His solo becomes a collective chorus. A symphony of resistance.

Italy goes for three total shutdowns. Schoolkids and mothers join dockworkers, university students, writers and artists, singing songs of solidarity with the homeless people of a ravaged Gaza. Packed concerts becoming arenas of protest. Football stadiums erupting with the colours of the Palestine flag. City after city have exploded. Slogans of mass resistance resonate like a memory in slow motion. Like graffiti in long hand, on a faded brick wall, written yesterday.

And then arrives a smiling young immigrant from New York, touching hands and hearts, ready to take on the mighty empire of white billionaires, and racist deep pockets, with their media and war machines of mass murders, and their phobia of mythical commies –Reds under the Beds! He does not fudge or doublespeak – he speaks it right on their faces. Yes, it is a genocide in Gaza, he says. He stands with the suffering and aspirations of ordinary folks, across race and colour, and he means it. No wonder, he sparks optimism and joy all over the world.

Ditto in Spain and Ireland. And in campuses across Europe and the US. On the streets and public squares. Everyday a new song emerges in the horizon, solo, shared, sung alone and in chorus, becoming an international anthem in the social media. Like Bella Ciao!

When emotions and melodies of resistance touch the deepest chord of the soul, become so intensely popular, viral, loved, sung in private and public spaces, how can you condemn them in prison?

I tell you, nothing is immortal. Nothing lasts forever. Not even banana republics.

RECORDS ->
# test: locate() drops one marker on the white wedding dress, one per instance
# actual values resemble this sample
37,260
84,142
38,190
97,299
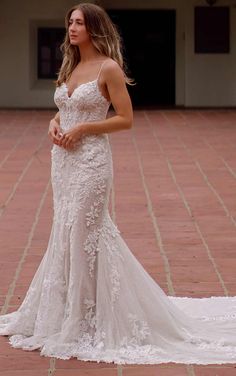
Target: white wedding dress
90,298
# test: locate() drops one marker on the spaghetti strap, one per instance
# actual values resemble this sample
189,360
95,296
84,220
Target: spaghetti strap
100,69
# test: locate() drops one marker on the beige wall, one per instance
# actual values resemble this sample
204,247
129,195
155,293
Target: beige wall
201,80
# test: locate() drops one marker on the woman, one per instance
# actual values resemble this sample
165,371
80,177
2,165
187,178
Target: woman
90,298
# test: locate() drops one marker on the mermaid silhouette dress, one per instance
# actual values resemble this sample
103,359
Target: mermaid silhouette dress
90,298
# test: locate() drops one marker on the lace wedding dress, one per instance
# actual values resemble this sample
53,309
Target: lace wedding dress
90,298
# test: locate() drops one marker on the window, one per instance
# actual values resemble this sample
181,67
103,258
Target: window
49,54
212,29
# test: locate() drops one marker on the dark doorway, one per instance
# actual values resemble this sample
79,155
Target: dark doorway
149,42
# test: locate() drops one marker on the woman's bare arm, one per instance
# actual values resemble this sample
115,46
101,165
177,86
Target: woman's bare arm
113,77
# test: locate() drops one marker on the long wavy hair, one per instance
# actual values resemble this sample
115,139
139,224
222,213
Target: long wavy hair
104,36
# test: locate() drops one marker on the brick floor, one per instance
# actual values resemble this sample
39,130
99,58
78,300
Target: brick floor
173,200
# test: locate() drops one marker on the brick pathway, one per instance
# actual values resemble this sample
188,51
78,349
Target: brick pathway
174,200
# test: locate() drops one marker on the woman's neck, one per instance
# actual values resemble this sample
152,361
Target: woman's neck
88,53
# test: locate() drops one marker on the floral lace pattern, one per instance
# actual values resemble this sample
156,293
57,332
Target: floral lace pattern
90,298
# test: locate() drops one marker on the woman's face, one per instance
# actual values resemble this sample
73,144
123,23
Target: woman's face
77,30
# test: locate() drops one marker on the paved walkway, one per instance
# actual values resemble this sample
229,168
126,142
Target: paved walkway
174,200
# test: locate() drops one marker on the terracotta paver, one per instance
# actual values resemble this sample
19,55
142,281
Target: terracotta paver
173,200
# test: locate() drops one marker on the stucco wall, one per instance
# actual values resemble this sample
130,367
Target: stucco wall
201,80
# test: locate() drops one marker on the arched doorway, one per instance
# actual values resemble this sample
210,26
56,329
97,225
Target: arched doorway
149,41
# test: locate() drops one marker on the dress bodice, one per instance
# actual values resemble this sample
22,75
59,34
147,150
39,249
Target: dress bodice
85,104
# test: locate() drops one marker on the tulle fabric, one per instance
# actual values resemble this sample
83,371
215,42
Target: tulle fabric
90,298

DESCRIPTION OF THE TASK ->
Decide whether each statement agrees with the protest-songs passage above. Answer yes or no for each, and quote the exact words from the passage that decide it.
1. Italy has three total shutdowns.
2. The young immigrant comes from Chicago.
3. Banana republics are said to last forever.

SOLUTION BELOW ->
1. Yes: "Italy goes for three total shutdowns."
2. No: "a smiling young immigrant from New York"
3. No: "Nothing lasts forever. Not even banana republics."